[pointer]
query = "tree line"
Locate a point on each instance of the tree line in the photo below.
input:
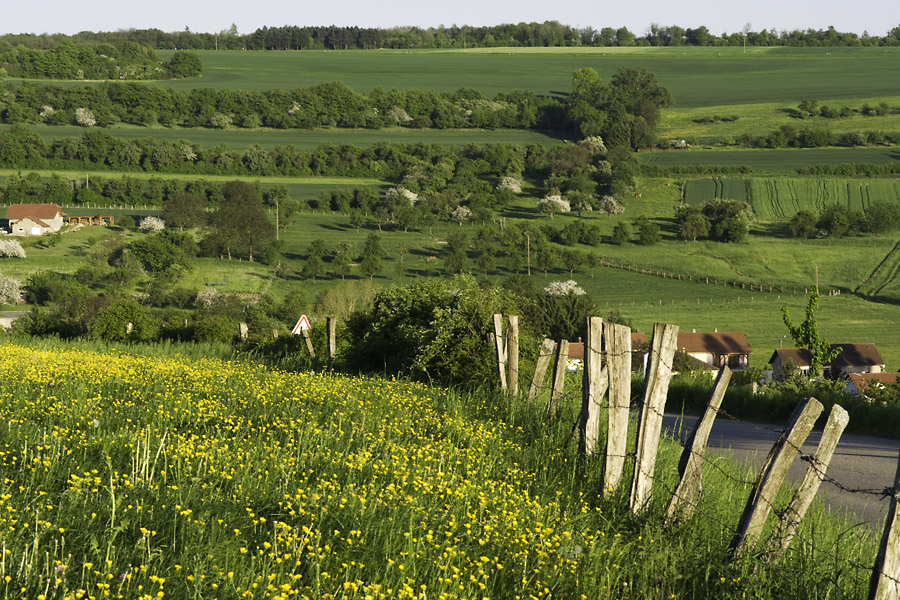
(625, 111)
(533, 34)
(115, 61)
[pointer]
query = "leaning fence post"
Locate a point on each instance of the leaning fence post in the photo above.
(664, 341)
(559, 375)
(686, 495)
(540, 368)
(772, 475)
(803, 497)
(331, 329)
(885, 581)
(618, 361)
(512, 354)
(593, 386)
(501, 351)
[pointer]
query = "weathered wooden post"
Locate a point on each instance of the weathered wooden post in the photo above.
(618, 361)
(540, 368)
(305, 334)
(593, 386)
(559, 375)
(885, 581)
(665, 339)
(501, 350)
(772, 475)
(512, 355)
(689, 467)
(331, 329)
(803, 497)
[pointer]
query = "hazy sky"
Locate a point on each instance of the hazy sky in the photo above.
(720, 16)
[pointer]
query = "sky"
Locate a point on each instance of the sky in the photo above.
(720, 16)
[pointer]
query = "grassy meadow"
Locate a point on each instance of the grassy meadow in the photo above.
(131, 476)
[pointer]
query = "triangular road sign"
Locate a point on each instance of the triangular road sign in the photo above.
(302, 324)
+++++
Give all of the data above as a Markdown table with the columns n and Line, numbering each row and skipping blank lines. Leave the pictures out of the answer.

| n | Line |
|---|---|
| 1 | [pointer] |
| 2 | query = "tree line" |
| 3 | Locate a point on each instance of the tree line in the photo below. |
| 4 | input: |
| 5 | (625, 111) |
| 6 | (533, 34) |
| 7 | (115, 61) |
| 8 | [pointer] |
| 9 | query = "leaning fence post" |
| 10 | Locate a point on each instance of the leaning fence post in the photo above. |
| 11 | (664, 341) |
| 12 | (559, 375) |
| 13 | (686, 495) |
| 14 | (540, 368) |
| 15 | (772, 475) |
| 16 | (803, 497) |
| 17 | (331, 329) |
| 18 | (885, 581) |
| 19 | (618, 361) |
| 20 | (512, 354) |
| 21 | (593, 386) |
| 22 | (501, 351) |
| 23 | [pointer] |
| 24 | query = "weathered wooden post" |
| 25 | Locate a point on each instance of the weathered wooden post in the photo above. |
| 26 | (618, 361) |
| 27 | (540, 368) |
| 28 | (305, 334) |
| 29 | (593, 386) |
| 30 | (559, 375) |
| 31 | (885, 581) |
| 32 | (665, 339) |
| 33 | (501, 350) |
| 34 | (772, 475) |
| 35 | (512, 355) |
| 36 | (689, 467) |
| 37 | (331, 329) |
| 38 | (803, 497) |
| 39 | [pointer] |
| 40 | query = "hazy sky" |
| 41 | Locate a point on each instance of the hazy sky in the photo above. |
| 42 | (720, 16) |
| 43 | [pointer] |
| 44 | query = "sky" |
| 45 | Locate a point on each instance of the sky in the photo above. |
| 46 | (720, 16) |
| 47 | [pointer] |
| 48 | query = "grassy meadow" |
| 49 | Locate a point on each instance of the grassy meadow in the photo above. |
| 50 | (131, 476) |
| 51 | [pointer] |
| 52 | query = "triangular road sign" |
| 53 | Locate a point on each instance of the triangular road sign in the photo above. |
| 54 | (302, 324) |